→ TASK BRIEF
Return each entry below without any alteration.

→ RECORDS FOR THE TASK
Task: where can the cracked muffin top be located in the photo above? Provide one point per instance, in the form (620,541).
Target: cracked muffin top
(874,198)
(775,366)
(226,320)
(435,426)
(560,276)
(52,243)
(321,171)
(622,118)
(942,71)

→ FINISHED TASK
Task: where can the cracked muffin top be located in the photo above? Provide one point per instance, in the form (620,541).
Target: cracked muffin top
(874,198)
(775,366)
(226,320)
(435,426)
(560,276)
(52,243)
(321,171)
(622,118)
(942,71)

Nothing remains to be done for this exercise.